◆ **Task statement**:
Show all lines from the data that include the word "green".

╭─ Data to process

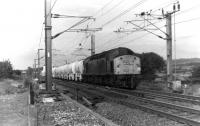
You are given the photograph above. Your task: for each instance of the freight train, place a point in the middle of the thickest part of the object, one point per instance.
(119, 67)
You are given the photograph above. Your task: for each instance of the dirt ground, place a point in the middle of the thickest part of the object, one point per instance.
(13, 105)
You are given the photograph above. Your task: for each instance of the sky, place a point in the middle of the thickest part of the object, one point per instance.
(22, 31)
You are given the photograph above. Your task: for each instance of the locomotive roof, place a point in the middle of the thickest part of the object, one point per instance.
(107, 54)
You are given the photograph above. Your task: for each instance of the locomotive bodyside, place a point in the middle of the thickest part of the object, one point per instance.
(107, 68)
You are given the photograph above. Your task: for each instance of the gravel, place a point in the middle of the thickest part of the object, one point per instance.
(125, 116)
(65, 113)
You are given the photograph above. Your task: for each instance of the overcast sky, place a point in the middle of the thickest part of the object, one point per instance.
(22, 20)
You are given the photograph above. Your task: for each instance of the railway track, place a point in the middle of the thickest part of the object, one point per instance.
(195, 98)
(174, 112)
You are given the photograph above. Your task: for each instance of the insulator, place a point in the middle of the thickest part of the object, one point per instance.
(179, 6)
(162, 12)
(174, 7)
(142, 14)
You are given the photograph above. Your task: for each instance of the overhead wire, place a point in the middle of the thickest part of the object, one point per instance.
(124, 12)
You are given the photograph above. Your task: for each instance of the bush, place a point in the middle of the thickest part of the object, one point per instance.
(27, 82)
(6, 69)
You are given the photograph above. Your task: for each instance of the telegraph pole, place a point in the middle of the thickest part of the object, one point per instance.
(35, 67)
(169, 46)
(39, 64)
(48, 46)
(92, 44)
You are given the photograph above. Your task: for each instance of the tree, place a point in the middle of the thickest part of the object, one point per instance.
(29, 71)
(150, 64)
(196, 72)
(6, 69)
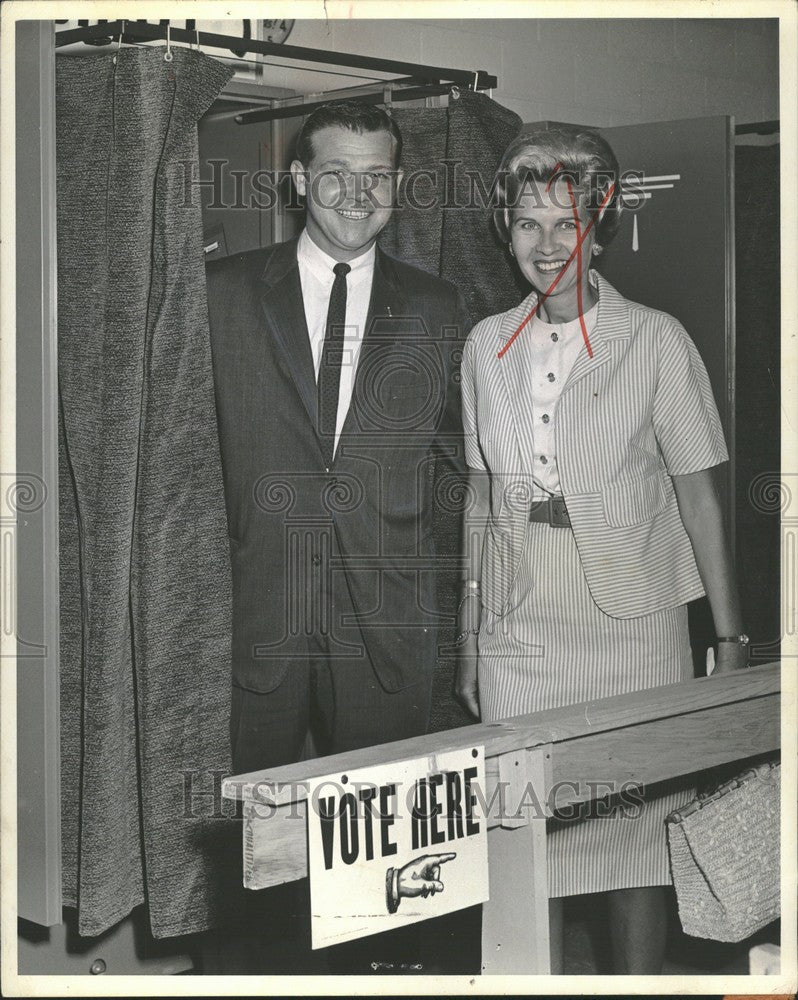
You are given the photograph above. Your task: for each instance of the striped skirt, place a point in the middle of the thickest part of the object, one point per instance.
(556, 647)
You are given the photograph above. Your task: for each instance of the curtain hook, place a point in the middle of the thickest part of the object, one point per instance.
(119, 42)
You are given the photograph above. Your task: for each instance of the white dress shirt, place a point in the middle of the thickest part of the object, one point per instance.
(554, 349)
(316, 276)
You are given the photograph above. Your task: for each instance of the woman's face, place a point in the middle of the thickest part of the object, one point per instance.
(544, 233)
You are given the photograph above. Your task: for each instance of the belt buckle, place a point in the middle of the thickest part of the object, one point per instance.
(558, 513)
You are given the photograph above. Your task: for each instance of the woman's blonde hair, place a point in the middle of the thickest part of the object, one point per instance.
(546, 153)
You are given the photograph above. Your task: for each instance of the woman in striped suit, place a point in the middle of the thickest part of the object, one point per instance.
(591, 434)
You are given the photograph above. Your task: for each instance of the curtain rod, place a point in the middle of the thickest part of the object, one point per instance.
(295, 110)
(136, 31)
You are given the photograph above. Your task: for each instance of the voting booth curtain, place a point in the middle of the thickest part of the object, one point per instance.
(145, 580)
(444, 224)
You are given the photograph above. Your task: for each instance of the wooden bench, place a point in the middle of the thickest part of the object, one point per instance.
(639, 738)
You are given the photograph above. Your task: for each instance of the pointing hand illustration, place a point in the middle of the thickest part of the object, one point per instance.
(419, 877)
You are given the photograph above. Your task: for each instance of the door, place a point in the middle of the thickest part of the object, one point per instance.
(676, 253)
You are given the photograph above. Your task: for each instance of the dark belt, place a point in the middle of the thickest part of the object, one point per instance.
(550, 511)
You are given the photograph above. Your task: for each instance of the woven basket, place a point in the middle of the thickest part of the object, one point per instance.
(724, 850)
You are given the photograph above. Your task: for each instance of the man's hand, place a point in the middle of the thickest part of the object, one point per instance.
(421, 877)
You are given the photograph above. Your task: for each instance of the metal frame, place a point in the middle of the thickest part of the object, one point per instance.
(38, 718)
(138, 31)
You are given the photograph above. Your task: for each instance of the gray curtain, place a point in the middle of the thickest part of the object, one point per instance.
(443, 224)
(145, 579)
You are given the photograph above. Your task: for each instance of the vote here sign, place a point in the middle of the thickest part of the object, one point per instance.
(395, 844)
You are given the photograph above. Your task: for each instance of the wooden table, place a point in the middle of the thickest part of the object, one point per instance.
(639, 738)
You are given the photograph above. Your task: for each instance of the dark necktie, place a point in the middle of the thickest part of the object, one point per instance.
(331, 358)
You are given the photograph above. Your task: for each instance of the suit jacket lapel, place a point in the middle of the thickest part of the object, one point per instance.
(515, 368)
(387, 301)
(284, 311)
(612, 321)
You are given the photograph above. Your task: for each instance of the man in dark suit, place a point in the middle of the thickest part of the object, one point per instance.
(338, 403)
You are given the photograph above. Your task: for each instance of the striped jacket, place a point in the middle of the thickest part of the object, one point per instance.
(638, 412)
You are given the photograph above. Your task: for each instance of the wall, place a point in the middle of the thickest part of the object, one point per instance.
(593, 72)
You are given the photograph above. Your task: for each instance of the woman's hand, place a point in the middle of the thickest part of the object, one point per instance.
(730, 656)
(466, 689)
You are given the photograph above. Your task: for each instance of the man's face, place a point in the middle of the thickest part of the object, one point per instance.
(349, 188)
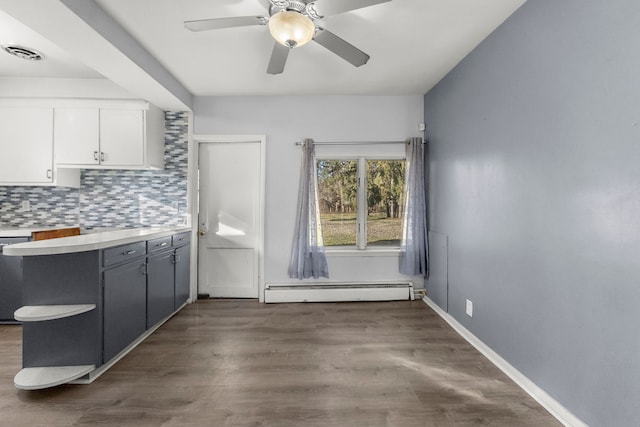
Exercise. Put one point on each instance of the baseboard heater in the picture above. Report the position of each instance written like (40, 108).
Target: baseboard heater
(336, 292)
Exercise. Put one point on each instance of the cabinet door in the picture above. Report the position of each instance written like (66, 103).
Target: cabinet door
(160, 287)
(124, 306)
(182, 269)
(75, 136)
(122, 137)
(26, 144)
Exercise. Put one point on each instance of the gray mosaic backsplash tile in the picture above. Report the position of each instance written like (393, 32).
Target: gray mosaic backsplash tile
(110, 198)
(49, 207)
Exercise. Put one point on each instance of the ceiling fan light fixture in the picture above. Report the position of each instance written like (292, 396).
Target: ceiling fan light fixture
(291, 28)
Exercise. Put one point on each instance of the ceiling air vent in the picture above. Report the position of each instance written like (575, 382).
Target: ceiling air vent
(23, 52)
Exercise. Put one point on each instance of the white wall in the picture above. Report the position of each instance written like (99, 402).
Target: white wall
(30, 87)
(285, 120)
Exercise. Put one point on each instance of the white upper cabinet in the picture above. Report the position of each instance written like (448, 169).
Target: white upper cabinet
(76, 136)
(123, 135)
(26, 147)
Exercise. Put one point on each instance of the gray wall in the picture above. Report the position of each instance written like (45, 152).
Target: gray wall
(285, 120)
(535, 179)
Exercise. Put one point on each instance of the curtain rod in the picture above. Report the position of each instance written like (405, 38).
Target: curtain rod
(356, 143)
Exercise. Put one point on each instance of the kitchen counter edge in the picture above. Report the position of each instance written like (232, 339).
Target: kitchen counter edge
(90, 242)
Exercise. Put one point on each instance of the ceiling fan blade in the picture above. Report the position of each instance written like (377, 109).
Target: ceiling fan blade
(343, 49)
(334, 7)
(219, 23)
(278, 59)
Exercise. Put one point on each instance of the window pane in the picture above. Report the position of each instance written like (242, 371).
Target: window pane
(338, 199)
(385, 201)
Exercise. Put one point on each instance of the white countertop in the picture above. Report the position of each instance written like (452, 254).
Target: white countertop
(25, 232)
(90, 242)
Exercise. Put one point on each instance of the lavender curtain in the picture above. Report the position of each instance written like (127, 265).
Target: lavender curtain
(414, 254)
(308, 258)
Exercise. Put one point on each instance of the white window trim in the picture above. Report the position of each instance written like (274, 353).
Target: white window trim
(361, 154)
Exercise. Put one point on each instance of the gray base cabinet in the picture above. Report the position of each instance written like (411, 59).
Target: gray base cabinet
(160, 288)
(182, 259)
(125, 297)
(80, 310)
(10, 281)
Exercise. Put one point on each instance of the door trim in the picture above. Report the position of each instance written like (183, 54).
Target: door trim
(208, 139)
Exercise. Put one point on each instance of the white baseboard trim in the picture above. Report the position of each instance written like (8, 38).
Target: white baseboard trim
(338, 292)
(561, 413)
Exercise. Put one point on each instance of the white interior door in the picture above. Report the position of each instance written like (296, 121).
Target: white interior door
(230, 225)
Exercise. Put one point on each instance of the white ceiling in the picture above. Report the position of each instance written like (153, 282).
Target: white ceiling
(57, 63)
(412, 44)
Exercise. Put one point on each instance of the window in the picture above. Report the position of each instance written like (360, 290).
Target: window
(361, 201)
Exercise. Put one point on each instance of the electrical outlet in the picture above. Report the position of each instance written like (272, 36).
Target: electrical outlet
(469, 308)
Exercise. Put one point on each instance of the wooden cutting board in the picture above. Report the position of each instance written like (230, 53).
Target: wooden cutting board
(53, 234)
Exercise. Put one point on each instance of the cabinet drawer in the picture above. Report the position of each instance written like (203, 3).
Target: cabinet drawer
(123, 253)
(181, 239)
(158, 244)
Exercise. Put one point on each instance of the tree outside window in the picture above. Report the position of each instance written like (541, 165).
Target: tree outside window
(361, 201)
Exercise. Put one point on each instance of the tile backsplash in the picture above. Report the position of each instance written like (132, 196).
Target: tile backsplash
(110, 198)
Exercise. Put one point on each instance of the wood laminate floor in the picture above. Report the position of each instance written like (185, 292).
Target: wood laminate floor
(241, 363)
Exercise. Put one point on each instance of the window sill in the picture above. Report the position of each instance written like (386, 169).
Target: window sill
(340, 252)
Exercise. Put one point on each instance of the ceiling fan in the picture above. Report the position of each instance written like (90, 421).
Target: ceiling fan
(292, 24)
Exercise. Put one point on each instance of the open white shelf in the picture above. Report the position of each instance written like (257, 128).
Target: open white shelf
(49, 376)
(39, 313)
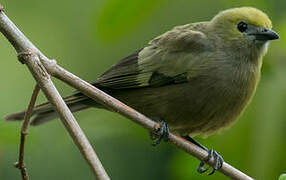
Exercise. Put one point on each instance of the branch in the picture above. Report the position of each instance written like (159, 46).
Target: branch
(24, 132)
(19, 41)
(29, 56)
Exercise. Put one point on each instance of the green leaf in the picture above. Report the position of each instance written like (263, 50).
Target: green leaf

╰─

◆ **Answer box**:
Exercise. Put one point on each instance of the green leaf in the picture above. Report the position of each instance written like (263, 50).
Target: green leaf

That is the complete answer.